╭─ Excerpted passage

Because of the widespread public interest in Senate
Bill 289 and its representation as an "open government"
or "sunshine" measure, it should initially be pointed out
that the law already requires all State executive
agencies and most local executive agencies, whether
exercising legislative, quasi-legislative, or advisory
functions as defined in the bill, to make their final
decisions at open public meetings; and I have received
few, if any, complaints that State agencies have not
complied with the law. The General Assembly and most of
the local legislative bodies also conduct their
proceedings in public. It would be grossly inaccurate
and unfair, therefore, to consider State or local
government as being closed to the public or as operating
without the opportunity for public observation and
participation. This is not to say that more of the
decision making process should not be open to public
view.

My objections, as noted, are to some of the specific
provisions of the bill and their probable or potential
consequences; and some explanation of these provisions is
therefore appropriate. To understand their interplay,
one must consider first, what the bill requires; second,
to whom it applies; and third, what the remedies are for
violations.

╰─
╭─ Supplied data

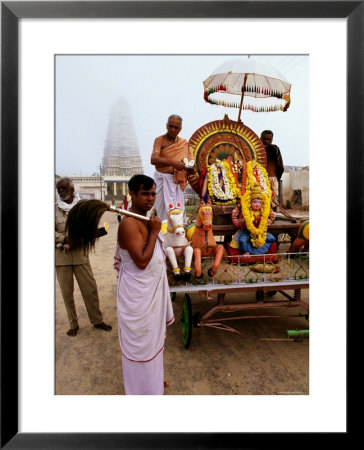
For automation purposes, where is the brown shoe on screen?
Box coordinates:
[94,322,112,331]
[67,326,80,337]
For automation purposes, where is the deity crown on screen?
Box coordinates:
[250,183,263,200]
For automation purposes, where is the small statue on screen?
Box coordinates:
[163,202,193,281]
[191,201,225,278]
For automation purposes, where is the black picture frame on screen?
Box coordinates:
[1,0,358,449]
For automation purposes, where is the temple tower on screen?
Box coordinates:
[102,97,144,200]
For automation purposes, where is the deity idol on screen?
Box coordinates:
[230,183,277,255]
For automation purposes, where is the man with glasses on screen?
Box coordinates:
[150,114,194,221]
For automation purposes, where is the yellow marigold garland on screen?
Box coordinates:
[239,161,272,248]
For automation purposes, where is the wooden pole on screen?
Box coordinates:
[238,73,248,122]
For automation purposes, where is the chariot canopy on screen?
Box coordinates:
[203,56,291,122]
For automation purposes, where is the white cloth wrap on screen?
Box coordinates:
[114,233,174,362]
[154,170,186,223]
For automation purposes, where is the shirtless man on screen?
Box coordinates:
[150,114,194,220]
[114,175,174,395]
[260,130,284,210]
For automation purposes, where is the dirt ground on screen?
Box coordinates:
[55,213,309,395]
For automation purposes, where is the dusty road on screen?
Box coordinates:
[55,213,309,395]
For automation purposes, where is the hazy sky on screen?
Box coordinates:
[55,54,309,176]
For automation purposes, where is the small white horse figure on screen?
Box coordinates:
[163,202,193,281]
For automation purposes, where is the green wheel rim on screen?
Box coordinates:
[181,294,192,348]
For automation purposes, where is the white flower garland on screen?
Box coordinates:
[209,161,234,200]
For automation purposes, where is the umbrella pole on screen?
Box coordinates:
[238,73,248,122]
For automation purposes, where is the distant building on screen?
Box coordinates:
[102,97,144,200]
[56,175,106,200]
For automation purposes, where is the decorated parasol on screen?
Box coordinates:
[203,57,291,122]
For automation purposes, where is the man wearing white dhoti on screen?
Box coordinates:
[150,114,194,220]
[114,175,174,395]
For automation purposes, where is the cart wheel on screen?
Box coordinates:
[181,294,192,348]
[192,312,201,328]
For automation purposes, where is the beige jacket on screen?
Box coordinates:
[55,205,89,266]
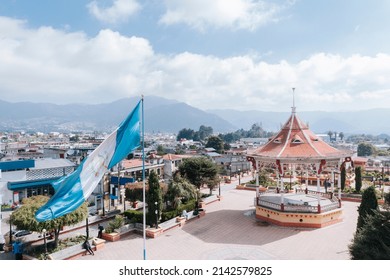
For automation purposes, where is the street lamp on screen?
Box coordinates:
[42,229,47,260]
[154,201,158,229]
[123,189,126,212]
[218,177,222,196]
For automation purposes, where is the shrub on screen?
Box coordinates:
[124,210,144,223]
[161,199,196,222]
[105,215,125,233]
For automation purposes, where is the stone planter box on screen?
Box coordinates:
[102,232,121,242]
[146,227,163,238]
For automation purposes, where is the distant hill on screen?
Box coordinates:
[0,96,390,135]
[208,109,390,135]
[0,96,236,133]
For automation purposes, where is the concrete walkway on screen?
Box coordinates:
[79,184,359,260]
[0,176,359,260]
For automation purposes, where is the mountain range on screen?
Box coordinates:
[0,96,390,135]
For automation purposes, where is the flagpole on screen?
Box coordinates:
[141,95,146,260]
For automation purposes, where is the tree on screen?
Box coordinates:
[176,128,195,141]
[199,125,213,141]
[165,174,197,209]
[206,136,223,153]
[340,167,347,191]
[146,170,163,226]
[10,195,88,248]
[355,166,362,192]
[179,157,219,193]
[357,142,375,157]
[328,130,333,142]
[348,209,390,260]
[356,186,378,232]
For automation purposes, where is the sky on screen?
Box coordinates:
[0,0,390,111]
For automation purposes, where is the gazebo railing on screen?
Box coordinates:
[255,197,339,213]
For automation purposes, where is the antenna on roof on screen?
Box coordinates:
[291,88,295,113]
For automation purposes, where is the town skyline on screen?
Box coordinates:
[0,0,390,112]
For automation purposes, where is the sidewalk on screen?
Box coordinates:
[0,176,359,260]
[79,182,358,260]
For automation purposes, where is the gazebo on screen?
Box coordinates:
[247,105,353,228]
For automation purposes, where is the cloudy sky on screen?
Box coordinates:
[0,0,390,111]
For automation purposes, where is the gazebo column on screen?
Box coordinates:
[255,160,260,200]
[317,174,321,213]
[316,163,321,213]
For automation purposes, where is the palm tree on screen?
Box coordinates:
[328,130,333,142]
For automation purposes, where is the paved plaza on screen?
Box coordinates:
[79,184,359,260]
[0,177,359,260]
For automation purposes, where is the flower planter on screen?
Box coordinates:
[102,232,121,242]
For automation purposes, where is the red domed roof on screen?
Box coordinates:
[248,107,351,162]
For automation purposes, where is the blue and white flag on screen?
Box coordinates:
[35,101,141,222]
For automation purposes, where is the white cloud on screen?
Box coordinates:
[0,17,390,111]
[160,0,293,31]
[87,0,141,24]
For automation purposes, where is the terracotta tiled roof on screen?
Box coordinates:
[248,111,352,159]
[163,154,192,160]
[122,159,150,169]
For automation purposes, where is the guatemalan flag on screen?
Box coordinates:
[35,101,142,222]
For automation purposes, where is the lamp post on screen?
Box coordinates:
[0,194,5,251]
[381,164,385,198]
[42,229,47,260]
[123,189,126,212]
[154,201,158,229]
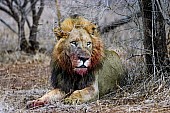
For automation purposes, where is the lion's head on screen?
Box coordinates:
[52,16,104,76]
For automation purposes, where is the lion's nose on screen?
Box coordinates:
[78,57,89,62]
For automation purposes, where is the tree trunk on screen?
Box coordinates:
[17,19,29,52]
[29,22,39,53]
[141,0,169,74]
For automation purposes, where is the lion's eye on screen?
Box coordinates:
[70,41,78,47]
[87,42,91,47]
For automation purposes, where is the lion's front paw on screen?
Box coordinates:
[64,91,83,105]
[26,100,48,109]
[64,97,82,105]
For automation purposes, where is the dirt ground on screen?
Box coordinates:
[0,62,170,113]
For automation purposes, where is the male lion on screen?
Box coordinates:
[27,15,124,108]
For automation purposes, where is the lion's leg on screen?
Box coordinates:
[64,80,99,104]
[26,89,65,108]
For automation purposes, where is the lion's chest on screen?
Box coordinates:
[55,73,95,93]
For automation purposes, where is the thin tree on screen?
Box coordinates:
[140,0,170,75]
[0,0,44,53]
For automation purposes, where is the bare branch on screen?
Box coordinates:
[101,12,142,34]
[0,18,17,34]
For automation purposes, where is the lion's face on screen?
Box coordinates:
[66,28,93,75]
[52,15,104,76]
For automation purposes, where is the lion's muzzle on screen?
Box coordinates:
[74,56,91,76]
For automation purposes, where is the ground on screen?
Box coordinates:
[0,57,170,113]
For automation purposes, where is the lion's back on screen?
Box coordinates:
[96,50,124,96]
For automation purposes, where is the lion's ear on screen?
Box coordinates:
[53,28,62,40]
[53,28,68,40]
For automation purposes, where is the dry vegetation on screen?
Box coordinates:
[0,0,170,113]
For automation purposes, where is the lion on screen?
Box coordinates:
[27,15,124,108]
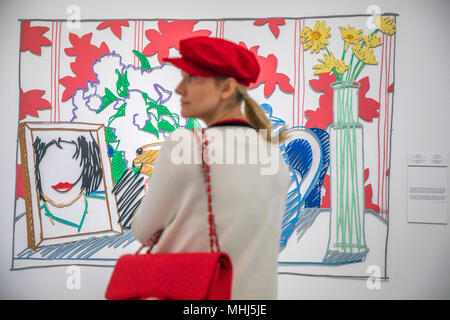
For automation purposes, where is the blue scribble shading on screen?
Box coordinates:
[305,128,330,208]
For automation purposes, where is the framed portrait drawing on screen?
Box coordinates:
[19,122,123,249]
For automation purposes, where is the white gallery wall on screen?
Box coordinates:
[0,0,450,299]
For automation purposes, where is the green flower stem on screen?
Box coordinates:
[354,62,366,79]
[325,46,342,81]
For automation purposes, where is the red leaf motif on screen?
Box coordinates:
[359,77,380,122]
[20,20,52,56]
[253,19,286,39]
[239,42,294,98]
[305,73,336,130]
[142,20,211,64]
[59,32,109,101]
[320,174,331,208]
[16,163,25,199]
[19,89,52,120]
[97,20,130,40]
[305,73,380,129]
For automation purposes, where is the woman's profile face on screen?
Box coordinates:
[39,141,83,204]
[175,72,221,119]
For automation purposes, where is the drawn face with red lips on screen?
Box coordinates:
[39,141,83,206]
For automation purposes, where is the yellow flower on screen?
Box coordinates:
[364,34,381,48]
[375,15,395,35]
[352,45,378,64]
[313,52,336,74]
[300,26,312,43]
[339,25,363,51]
[334,59,350,74]
[300,20,331,53]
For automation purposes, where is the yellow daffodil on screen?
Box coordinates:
[300,20,331,53]
[375,15,395,35]
[364,34,381,48]
[300,26,312,43]
[339,25,363,51]
[334,59,350,74]
[313,52,336,74]
[352,45,378,64]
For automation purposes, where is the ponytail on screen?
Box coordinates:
[236,83,288,144]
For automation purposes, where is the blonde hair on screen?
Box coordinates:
[236,83,288,144]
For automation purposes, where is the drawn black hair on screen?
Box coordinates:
[33,132,103,199]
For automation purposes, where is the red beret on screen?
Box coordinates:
[164,37,260,87]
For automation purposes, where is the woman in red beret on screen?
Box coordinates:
[132,37,290,299]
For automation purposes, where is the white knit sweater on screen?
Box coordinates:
[132,126,289,299]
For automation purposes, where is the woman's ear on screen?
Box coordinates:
[221,77,237,100]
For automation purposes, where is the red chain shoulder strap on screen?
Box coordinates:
[194,128,220,252]
[136,128,220,254]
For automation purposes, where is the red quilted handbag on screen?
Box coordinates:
[105,129,233,300]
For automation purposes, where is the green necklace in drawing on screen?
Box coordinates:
[41,198,88,232]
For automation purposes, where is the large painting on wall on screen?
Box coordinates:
[12,14,397,277]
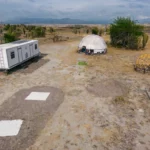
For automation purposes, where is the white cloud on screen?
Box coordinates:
[0,0,150,20]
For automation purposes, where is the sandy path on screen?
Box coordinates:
[0,37,150,150]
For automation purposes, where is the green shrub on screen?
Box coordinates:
[143,33,149,48]
[92,27,99,35]
[110,17,147,49]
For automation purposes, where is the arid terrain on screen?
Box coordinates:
[0,26,150,150]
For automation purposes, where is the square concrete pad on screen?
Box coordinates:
[25,92,50,101]
[0,120,23,137]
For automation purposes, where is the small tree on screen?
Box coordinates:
[49,27,55,33]
[92,27,99,35]
[4,33,17,43]
[110,17,148,49]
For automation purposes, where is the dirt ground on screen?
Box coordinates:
[0,33,150,150]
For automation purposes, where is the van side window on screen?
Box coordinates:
[10,52,15,59]
[35,44,37,49]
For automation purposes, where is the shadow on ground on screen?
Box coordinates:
[0,54,50,75]
[0,86,64,150]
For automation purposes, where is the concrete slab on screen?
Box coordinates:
[25,92,50,101]
[0,120,23,137]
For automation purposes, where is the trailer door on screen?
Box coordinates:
[30,44,34,57]
[17,47,23,62]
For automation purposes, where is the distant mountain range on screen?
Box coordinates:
[5,18,150,24]
[5,18,110,24]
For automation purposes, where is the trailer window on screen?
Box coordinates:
[10,52,15,59]
[35,44,37,49]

╰─

- _Problem to solve_: Write out the full passage on Senate Bill 289 word for word. This material has nothing to do with the passage on Senate Bill 289.

- _Complete response_:
Because of the widespread public interest in Senate
Bill 289 and its representation as an "open government"
or "sunshine" measure, it should initially be pointed out
that the law already requires all State executive
agencies and most local executive agencies, whether
exercising legislative, quasi-legislative, or advisory
functions as defined in the bill, to make their final
decisions at open public meetings; and I have received
few, if any, complaints that State agencies have not
complied with the law. The General Assembly and most of
the local legislative bodies also conduct their
proceedings in public. It would be grossly inaccurate
and unfair, therefore, to consider State or local
government as being closed to the public or as operating
without the opportunity for public observation and
participation. This is not to say that more of the
decision making process should not be open to public
view.

My objections, as noted, are to some of the specific
provisions of the bill and their probable or potential
consequences; and some explanation of these provisions is
therefore appropriate. To understand their interplay,
one must consider first, what the bill requires; second,
to whom it applies; and third, what the remedies are for
violations.